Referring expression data

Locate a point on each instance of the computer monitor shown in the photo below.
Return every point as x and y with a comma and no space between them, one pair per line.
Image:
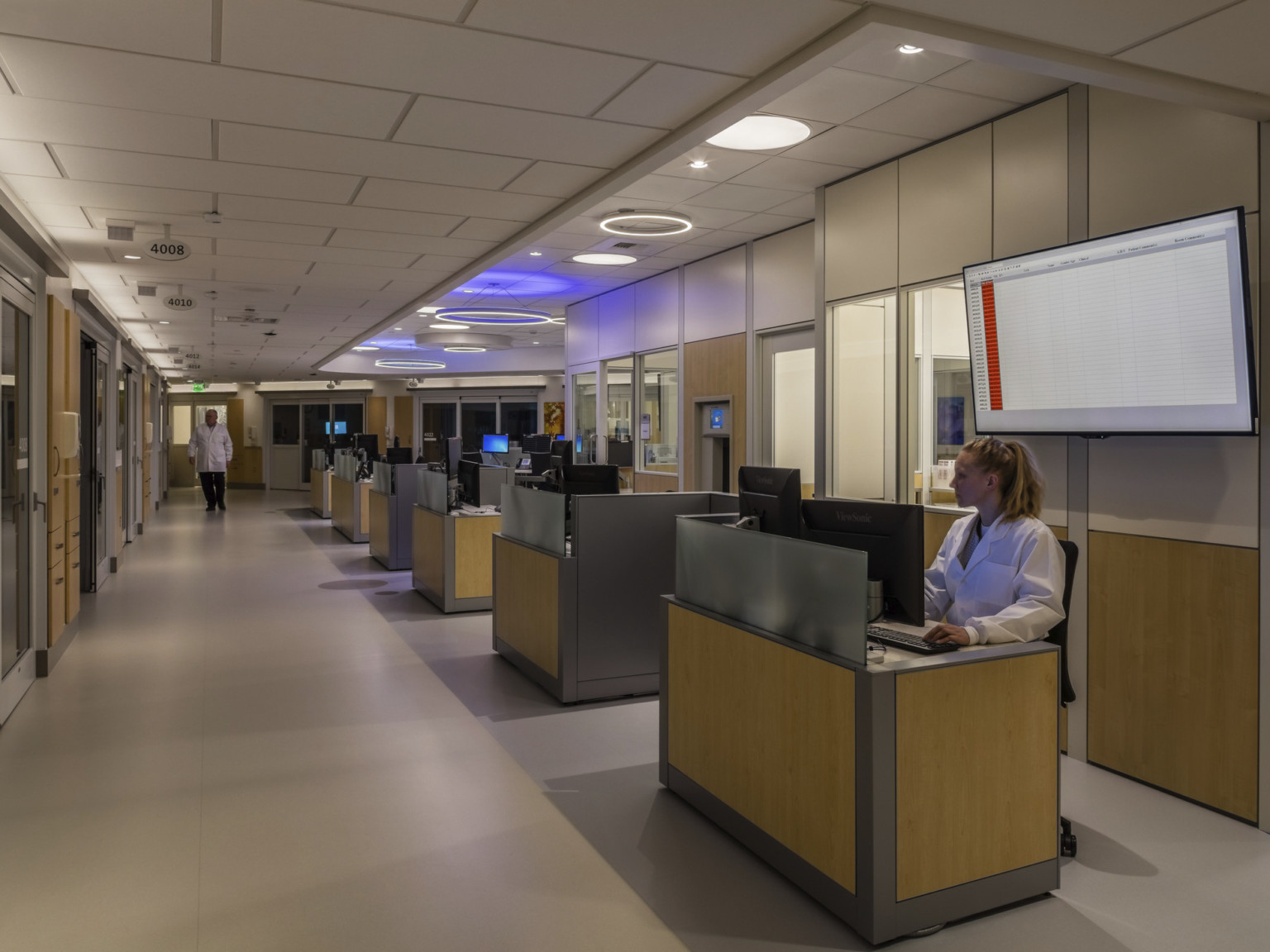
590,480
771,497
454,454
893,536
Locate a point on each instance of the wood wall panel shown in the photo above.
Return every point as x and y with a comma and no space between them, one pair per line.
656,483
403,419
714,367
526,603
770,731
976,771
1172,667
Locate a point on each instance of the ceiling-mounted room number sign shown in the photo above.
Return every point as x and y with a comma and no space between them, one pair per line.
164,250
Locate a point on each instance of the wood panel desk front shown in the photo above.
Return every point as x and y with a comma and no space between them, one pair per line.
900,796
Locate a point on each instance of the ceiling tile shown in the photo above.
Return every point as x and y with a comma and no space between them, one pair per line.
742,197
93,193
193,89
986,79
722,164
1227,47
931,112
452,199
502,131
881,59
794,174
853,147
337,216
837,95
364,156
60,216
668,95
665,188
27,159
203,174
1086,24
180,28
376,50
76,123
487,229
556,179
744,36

Exercise objective: All of the data above is to be repeated exactly, with the pictures left out.

Solution to the exercise:
Locate a point on each instance of the computer monitor shown in the photo below.
Return every point as x and y with a comma and no space between them, one pair per line.
Image:
590,480
771,497
454,454
893,536
Locate a point on each instance of the wood wall panel shown in the photo above.
Return every point as x and y with a comma and no space between them, one pair per line.
656,483
403,419
714,367
526,603
770,731
976,771
1172,667
Locate a point on each instance of the ceiling-mounted room number sign shown in the photo above.
Return every point as x and y with a comma and no space between them, one pair per line.
164,250
Locate a point on each instance of the wood panel desk front shown in the photo above.
Return every point as x and y with a comma and no space between them, one pair per line.
900,796
Locate a point on each instance of the ceiling tile shown in the photo above.
Return every point as x and y with a comma and no space between them, one pair per line.
742,197
93,193
193,89
986,79
722,164
1227,47
931,112
452,199
502,131
881,59
794,174
853,147
337,216
837,95
364,156
60,216
668,95
665,188
27,159
203,174
1086,24
180,28
376,50
76,123
487,229
556,179
744,36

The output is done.